— What to produce —
Tally the lines in the records below that contain the string "yellow", with case counting, and reply with that number alone.
* * * * * * * * *
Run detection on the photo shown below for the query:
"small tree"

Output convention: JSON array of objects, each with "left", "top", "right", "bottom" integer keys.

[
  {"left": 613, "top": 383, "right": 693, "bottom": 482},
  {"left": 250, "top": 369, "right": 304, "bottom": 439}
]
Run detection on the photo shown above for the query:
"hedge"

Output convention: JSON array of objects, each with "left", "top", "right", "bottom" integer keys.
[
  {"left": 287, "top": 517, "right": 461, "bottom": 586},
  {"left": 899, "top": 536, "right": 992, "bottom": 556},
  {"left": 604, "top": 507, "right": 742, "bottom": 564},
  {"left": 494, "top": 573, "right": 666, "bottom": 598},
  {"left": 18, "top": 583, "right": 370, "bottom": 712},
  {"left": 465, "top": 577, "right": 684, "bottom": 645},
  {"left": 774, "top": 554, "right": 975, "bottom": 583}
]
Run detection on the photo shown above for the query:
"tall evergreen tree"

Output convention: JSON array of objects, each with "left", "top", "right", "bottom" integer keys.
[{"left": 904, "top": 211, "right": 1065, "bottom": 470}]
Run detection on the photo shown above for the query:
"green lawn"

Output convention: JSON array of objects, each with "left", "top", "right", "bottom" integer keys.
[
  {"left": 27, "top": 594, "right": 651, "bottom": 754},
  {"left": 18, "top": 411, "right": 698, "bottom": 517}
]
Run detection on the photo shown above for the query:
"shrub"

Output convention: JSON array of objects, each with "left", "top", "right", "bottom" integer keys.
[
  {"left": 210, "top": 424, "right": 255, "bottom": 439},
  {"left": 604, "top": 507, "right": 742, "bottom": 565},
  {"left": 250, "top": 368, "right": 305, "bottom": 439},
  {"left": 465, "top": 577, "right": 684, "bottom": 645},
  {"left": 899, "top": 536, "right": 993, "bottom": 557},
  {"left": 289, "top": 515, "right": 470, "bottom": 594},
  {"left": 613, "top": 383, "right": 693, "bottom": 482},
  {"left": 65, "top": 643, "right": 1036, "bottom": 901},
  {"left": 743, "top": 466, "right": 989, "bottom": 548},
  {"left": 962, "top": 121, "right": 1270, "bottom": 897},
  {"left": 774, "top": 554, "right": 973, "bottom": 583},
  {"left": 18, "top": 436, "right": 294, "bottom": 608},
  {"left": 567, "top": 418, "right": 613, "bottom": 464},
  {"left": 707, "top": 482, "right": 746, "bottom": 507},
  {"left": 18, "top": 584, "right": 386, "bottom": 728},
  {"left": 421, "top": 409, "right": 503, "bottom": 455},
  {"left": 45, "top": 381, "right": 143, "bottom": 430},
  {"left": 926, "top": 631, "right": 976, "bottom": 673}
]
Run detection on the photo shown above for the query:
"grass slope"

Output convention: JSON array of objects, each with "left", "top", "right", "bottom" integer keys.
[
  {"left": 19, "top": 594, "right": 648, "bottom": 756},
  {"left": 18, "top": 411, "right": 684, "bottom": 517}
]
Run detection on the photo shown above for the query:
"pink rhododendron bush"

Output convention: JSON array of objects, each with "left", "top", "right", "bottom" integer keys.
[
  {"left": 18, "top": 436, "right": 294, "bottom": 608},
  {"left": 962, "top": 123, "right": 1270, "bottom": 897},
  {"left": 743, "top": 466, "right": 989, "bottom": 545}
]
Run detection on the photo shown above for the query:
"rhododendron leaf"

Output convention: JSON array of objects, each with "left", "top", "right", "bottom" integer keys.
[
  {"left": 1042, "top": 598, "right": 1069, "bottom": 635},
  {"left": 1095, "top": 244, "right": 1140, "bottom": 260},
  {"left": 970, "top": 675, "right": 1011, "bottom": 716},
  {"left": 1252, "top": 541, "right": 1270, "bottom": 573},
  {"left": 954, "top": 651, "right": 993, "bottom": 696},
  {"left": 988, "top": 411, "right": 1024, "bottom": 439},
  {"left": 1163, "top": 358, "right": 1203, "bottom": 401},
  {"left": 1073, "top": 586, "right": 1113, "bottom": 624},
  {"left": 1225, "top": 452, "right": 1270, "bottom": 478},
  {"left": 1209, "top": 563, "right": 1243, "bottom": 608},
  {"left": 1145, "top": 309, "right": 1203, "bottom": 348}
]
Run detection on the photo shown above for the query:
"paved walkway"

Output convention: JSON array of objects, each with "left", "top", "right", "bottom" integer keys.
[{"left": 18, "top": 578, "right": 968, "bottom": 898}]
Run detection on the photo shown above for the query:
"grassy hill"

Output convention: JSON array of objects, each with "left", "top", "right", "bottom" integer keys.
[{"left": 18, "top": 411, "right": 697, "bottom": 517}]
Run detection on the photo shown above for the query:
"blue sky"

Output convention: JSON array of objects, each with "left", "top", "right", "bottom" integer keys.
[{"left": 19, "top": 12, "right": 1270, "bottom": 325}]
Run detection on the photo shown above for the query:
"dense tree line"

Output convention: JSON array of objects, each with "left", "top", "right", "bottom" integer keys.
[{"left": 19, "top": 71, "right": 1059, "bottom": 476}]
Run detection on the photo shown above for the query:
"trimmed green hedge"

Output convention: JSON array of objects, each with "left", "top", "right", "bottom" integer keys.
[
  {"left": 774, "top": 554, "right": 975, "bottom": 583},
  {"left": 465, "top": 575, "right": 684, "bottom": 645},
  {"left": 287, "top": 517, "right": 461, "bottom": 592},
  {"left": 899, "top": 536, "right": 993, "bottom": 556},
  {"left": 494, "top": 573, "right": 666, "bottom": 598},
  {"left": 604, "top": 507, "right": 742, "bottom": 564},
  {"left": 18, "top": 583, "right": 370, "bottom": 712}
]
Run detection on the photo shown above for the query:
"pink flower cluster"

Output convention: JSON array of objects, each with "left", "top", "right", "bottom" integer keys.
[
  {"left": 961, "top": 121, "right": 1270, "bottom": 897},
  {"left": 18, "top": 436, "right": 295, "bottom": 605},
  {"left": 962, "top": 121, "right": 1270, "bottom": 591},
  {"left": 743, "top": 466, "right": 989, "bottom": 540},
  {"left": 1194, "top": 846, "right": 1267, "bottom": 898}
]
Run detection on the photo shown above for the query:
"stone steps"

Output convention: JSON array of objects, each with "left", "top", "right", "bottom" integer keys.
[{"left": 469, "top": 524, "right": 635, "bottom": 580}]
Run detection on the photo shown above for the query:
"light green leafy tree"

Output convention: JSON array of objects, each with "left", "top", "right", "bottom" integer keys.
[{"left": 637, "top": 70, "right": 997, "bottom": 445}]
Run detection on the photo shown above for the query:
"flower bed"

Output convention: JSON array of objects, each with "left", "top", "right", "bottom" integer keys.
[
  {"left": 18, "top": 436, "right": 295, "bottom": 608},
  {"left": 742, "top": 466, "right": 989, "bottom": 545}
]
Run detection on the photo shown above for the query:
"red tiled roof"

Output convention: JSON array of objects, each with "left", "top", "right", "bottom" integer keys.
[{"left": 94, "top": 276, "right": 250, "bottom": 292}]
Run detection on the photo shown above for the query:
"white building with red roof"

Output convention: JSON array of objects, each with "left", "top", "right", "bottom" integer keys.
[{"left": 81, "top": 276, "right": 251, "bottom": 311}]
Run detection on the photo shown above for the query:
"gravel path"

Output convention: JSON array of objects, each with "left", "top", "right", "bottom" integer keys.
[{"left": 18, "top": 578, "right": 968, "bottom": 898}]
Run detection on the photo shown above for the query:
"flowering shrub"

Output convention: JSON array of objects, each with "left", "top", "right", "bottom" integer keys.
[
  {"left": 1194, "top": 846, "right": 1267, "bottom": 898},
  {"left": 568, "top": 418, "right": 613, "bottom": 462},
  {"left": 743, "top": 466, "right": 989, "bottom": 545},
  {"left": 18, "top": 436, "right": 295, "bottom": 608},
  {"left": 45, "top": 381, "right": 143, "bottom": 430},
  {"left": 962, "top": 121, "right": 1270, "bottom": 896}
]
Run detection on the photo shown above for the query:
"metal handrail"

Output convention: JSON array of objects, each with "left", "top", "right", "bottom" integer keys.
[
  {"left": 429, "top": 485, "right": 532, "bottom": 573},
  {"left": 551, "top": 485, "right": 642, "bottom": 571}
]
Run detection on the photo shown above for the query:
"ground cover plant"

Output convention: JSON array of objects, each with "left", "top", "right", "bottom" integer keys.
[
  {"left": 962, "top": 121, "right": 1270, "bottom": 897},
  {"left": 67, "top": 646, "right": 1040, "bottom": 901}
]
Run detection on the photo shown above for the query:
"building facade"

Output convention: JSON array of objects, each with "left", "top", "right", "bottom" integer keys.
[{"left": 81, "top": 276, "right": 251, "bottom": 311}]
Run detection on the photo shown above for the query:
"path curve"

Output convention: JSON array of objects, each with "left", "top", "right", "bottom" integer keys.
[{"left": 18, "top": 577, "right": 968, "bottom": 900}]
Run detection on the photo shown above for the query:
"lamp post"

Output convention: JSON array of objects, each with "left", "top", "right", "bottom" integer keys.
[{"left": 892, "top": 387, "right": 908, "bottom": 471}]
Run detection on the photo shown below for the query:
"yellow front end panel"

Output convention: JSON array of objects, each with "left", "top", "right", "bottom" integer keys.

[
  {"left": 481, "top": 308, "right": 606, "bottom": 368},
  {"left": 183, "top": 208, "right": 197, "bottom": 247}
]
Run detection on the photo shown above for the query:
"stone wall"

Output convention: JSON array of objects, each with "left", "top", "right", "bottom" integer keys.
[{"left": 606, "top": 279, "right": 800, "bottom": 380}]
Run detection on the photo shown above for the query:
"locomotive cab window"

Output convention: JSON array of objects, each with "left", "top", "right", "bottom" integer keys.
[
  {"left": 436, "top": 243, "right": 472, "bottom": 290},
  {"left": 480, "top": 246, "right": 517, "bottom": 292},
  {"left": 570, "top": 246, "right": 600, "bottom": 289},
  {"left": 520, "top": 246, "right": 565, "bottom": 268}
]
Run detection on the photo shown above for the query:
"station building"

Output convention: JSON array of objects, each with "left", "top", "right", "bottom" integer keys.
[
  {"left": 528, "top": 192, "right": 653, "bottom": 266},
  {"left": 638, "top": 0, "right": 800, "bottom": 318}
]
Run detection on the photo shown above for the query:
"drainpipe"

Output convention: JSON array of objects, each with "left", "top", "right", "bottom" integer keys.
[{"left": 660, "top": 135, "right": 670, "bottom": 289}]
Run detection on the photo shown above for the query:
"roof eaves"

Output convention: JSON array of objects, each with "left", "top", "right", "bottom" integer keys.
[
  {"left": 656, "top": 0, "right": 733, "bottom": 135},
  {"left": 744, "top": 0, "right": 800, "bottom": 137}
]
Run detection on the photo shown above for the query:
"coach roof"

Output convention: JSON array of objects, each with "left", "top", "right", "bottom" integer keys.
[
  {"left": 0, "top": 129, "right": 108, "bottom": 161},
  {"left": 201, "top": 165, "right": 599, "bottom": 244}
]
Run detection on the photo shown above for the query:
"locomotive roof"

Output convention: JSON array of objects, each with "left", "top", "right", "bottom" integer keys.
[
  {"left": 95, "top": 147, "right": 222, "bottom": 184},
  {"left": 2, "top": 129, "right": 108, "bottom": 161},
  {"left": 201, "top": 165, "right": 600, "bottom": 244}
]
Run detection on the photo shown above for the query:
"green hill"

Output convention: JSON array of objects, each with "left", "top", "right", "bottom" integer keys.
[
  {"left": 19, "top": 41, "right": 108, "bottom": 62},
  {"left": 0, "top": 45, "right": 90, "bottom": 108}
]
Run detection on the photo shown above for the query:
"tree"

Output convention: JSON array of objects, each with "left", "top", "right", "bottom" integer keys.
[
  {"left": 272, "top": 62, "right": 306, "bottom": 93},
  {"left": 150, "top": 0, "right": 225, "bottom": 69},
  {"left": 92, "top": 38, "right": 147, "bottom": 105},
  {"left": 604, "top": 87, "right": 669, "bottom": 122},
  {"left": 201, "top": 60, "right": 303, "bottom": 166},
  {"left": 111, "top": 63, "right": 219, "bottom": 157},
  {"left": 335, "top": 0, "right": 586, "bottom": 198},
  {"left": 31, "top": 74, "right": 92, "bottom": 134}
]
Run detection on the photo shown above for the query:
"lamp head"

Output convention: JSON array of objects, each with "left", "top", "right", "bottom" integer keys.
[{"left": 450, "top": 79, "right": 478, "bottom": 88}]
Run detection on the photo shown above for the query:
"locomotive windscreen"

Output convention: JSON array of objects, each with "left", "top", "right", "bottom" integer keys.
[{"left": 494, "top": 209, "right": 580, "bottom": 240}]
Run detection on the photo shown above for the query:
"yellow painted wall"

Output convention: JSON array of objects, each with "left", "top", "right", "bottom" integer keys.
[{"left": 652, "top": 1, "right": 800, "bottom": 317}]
* * * * * * * * *
— Exercise output —
2